**WHAT THE TASK REQUIRES:** Every entry must appear in the answer exactly as written.

[Dataset entries]
⁂

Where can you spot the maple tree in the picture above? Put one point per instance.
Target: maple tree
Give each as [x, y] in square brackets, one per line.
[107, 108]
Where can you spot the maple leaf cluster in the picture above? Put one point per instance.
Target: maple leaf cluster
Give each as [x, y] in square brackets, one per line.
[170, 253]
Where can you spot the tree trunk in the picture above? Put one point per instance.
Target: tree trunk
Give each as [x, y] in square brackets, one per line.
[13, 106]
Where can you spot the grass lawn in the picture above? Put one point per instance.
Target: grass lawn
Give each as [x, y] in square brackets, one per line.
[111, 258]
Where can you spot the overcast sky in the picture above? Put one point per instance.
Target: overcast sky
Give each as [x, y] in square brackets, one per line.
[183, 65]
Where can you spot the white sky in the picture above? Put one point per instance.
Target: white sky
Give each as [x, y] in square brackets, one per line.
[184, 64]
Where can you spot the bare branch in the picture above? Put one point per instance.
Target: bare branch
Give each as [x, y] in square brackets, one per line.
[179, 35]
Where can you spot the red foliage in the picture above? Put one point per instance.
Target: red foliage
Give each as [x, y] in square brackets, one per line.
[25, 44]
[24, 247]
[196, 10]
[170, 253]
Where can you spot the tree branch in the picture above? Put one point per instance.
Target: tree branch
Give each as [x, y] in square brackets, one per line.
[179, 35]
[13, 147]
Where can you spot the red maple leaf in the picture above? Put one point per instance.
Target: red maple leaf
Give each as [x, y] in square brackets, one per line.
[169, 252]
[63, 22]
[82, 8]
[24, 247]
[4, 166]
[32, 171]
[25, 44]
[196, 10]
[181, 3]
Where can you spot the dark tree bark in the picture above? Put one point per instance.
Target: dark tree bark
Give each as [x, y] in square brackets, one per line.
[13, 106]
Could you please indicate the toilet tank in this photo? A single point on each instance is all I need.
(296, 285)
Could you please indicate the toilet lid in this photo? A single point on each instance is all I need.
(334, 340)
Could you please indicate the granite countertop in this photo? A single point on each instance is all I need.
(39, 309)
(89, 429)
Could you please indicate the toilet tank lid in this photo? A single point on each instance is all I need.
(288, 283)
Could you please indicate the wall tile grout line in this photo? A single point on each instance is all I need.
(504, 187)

⁂

**PROBLEM SOLUTION:**
Where can you spot the maple tree in the picture above? Put one point per instance.
Target: maple tree
Give each as [x, y] in square brackets, one per line.
[107, 108]
Where can you spot the maple leaf cluster in the picture above? Put one point per instance.
Target: maple leaf cluster
Give each as [x, y] in square brackets, one per line.
[170, 253]
Where can you spot the tree trunk in the picture above? Put one point per instance.
Target: tree trunk
Give each as [x, y] in square brackets, one per line.
[13, 106]
Where can you spot the grass lawn in the picture above? Put one point per instance.
Target: grass lawn
Give each as [x, y] in square brackets, one per line.
[111, 258]
Where can you spot the overcast sky in the picture above? Put one point per instance.
Target: overcast sky
Give each as [x, y] in square brackets, one per line.
[183, 65]
Where can you spot the white sky in the picture above? Put one point per instance.
Target: white sky
Give each as [x, y] in square brackets, one per line.
[184, 64]
Where can you spot the bare branch in the picture above? Put one point per instance.
Target: bare branch
Give each as [x, y] in square brackets, one per line.
[179, 35]
Where can you spot the red foliage in the picture above? Put one point per instance.
Target: red foliage
Give each as [x, y] in square brackets, one per line.
[25, 44]
[24, 247]
[196, 10]
[170, 253]
Where can you spot the tree branch in the picture above? Put one point per instance.
Target: tree branch
Give each as [x, y] in square brackets, one per line.
[179, 35]
[13, 147]
Where can you spot the red maple leaf in the picture above? Put one point per instance.
Target: red maple leaf
Give each as [x, y] in square brackets, one per line.
[169, 252]
[63, 22]
[82, 8]
[24, 247]
[4, 166]
[32, 171]
[25, 44]
[196, 10]
[181, 3]
Where can you spot the dark tree bark in the picture above? Put one point per instance.
Target: dark tree bark
Give each as [x, y] in square brackets, one per line.
[13, 106]
Could you please indicate the toilet tank in this photo? A single point on each instance is all I need.
(296, 285)
Could you please indicate the toilet lid in this photo? A single point on each instance is all I need.
(334, 340)
Could you please indicate the granite countertop in this photo? A single point on each instance is all I need.
(39, 309)
(89, 429)
Could you please indicate the toilet tank lid in this photo? A single point on each instance is all I need.
(288, 283)
Could you please indicate the wall tile grout line in this photo? A single point on each instance is all I need.
(504, 187)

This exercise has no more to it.